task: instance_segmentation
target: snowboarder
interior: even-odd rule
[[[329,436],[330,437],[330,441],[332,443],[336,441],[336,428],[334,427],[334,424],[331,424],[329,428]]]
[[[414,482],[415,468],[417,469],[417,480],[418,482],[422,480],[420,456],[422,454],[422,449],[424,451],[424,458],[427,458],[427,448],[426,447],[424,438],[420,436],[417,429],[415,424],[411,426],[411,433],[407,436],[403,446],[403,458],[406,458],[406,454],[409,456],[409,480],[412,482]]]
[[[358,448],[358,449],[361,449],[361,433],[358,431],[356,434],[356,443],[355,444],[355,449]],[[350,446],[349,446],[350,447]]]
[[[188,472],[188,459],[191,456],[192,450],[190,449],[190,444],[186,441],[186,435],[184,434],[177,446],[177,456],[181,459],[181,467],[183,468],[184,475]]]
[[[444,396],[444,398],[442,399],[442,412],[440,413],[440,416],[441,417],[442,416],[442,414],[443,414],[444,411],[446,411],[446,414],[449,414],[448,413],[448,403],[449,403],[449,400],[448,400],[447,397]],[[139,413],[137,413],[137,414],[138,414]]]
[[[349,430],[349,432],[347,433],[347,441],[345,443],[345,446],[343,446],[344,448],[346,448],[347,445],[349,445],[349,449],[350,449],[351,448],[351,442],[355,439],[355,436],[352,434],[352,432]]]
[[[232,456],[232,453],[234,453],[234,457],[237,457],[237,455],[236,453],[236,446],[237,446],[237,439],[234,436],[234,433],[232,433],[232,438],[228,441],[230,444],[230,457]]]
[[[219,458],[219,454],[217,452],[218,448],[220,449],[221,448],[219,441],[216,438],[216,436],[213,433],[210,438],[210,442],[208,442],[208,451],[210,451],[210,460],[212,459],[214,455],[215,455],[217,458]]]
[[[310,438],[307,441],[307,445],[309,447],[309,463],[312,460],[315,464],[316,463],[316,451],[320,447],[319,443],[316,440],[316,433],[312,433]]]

------------------------------

## DIRECTION
Rename "snowboarder" to "skier" in the entries, and leave every other line and value as it is.

## SOLUTION FOR THIS TASK
task: instance_segmentation
target: skier
interior: even-odd rule
[[[329,436],[330,437],[330,441],[332,443],[336,441],[336,428],[334,427],[334,424],[331,424],[329,428]]]
[[[414,482],[415,468],[417,469],[417,480],[418,482],[422,480],[420,456],[422,454],[422,449],[424,451],[424,458],[427,458],[427,448],[426,447],[424,438],[420,436],[417,429],[415,424],[411,426],[411,433],[407,436],[403,446],[403,458],[406,458],[406,454],[409,456],[409,480],[412,482]]]
[[[358,448],[358,449],[361,449],[361,433],[358,431],[356,434],[356,443],[355,444],[355,449]],[[350,446],[349,446],[350,447]]]
[[[188,472],[188,459],[191,456],[192,450],[190,449],[190,444],[186,441],[186,435],[184,434],[177,446],[177,456],[181,459],[181,467],[183,468],[184,475]]]
[[[444,396],[444,398],[442,399],[442,412],[440,413],[440,416],[441,417],[442,416],[442,414],[443,414],[444,411],[446,411],[446,414],[449,414],[448,413],[448,403],[449,403],[449,400],[448,400],[447,397]],[[139,413],[137,413],[137,414],[138,414]]]
[[[349,430],[349,432],[347,433],[347,441],[345,443],[345,446],[343,446],[344,448],[346,448],[347,445],[349,445],[349,449],[350,449],[351,448],[351,442],[355,439],[355,436],[352,434],[352,432]]]
[[[232,456],[232,453],[234,453],[234,457],[237,457],[237,455],[236,453],[236,446],[237,446],[237,439],[234,436],[234,433],[232,433],[232,438],[228,441],[230,444],[230,457]]]
[[[219,458],[219,454],[217,452],[218,448],[220,449],[221,448],[219,441],[216,438],[216,436],[213,433],[210,438],[210,442],[208,442],[208,451],[210,451],[210,460],[212,459],[214,455],[215,455],[217,458]]]
[[[310,438],[307,441],[307,445],[309,447],[309,463],[312,460],[315,464],[316,463],[316,451],[320,447],[319,443],[316,440],[316,433],[312,433]]]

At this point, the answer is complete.